(WHAT THE TASK ASKS)
Your output is the line containing "target | horse ear" plus all lines after it to the end of the records, reproduced exactly, with nothing else.

----- DATASET

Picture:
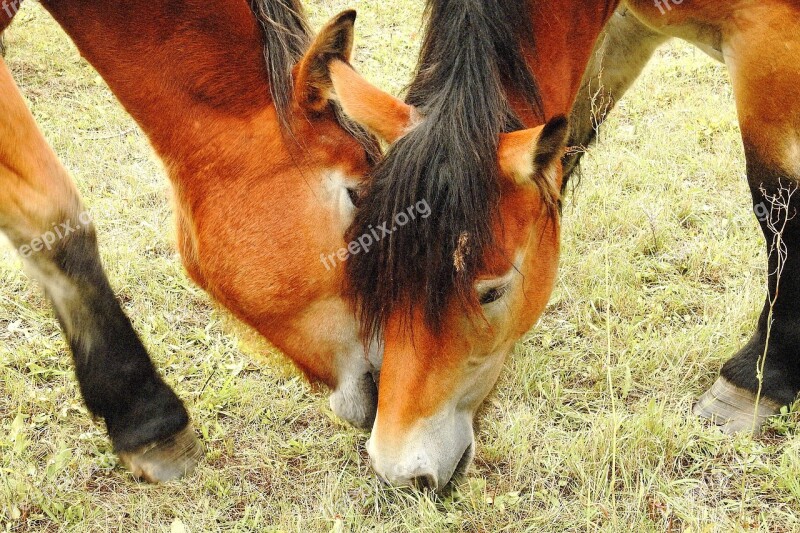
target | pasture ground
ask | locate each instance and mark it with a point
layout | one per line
(661, 280)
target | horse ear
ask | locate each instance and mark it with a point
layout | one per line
(524, 154)
(381, 113)
(312, 78)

----------

(RESPONSE)
target | horse ear
ask | locate each instance and mark it with a point
layout | one per line
(524, 154)
(381, 113)
(312, 78)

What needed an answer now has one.